Text segment:
▼
The film then moves into more typical Mamet territory, as two homicide department detectives, Bobby Gold (Joe Mantegna) and Tim Sullivan (William H Macy) are called in. During a tense, rapid-fire dialogue scene the cops are ordered by the Feds to use their prior knowledge of Randolph to bring him in – and a dig at the FBI from Gold prompts an insulting reference to his Jewishness, which enrages Sullivan.

Gold – secular, non-practising and with his sole allegiance the NYPD – is much less aggrieved. But on his way to a rendezvous with an informant who may have news of Randolph, he receives an emergency call to a shooting incident. The victim is an elderly Jewish shopkeeper in an impoverished, predominantly black neighbourhood, but she has wealthy and influential relatives who persuade the department to assign Gold to the case.

He is outraged at being diverted from the Randolph hunt to what he regards as a relatively trivial matter, succumbing to the same prejudices as his colleagues regarding the Jewish community’s political clout. A scene with the victim’s granddaughter (Rebecca Pidgeon) combines a trademark Mamet rant and some exquisite, almost Pinteresque social embarrassment to devastating effect.

As his investigation proceeds, Gold finds himself more and more caught up in the old lady’s family history. He also has his eyes opened to the extent of underground anti-Semitism in his city and begins to feel that what he initially dismissed as paranoia was justified fear of a conspiracy; one that still regards the only solution to the ‘scourge’ to be a policy of extermination.

Eventually he discovers that the family have links to an equally secretive organisation determined to fight fire with fire – and what they require of him will test his loyalty to the law, his colleagues and even his country to the limit...

Typically for Mamet, no-one gets an easy ride. Every character’s motives are questioned and he paints a picture of a society in which we all choose sides eventually, for better or worse. He’s equally adept at probing the audience’s attitudes, inviting them to question the casual racism and unthinking assumptions deployed by virtually all of the main protagonists.
▲
Raw data:
▼
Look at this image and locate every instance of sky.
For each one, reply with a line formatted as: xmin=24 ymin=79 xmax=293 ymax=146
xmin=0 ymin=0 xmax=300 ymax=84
▲
List every actor whose name appears in parentheses in the film review above.

Joe Mantegna, William H Macy, Rebecca Pidgeon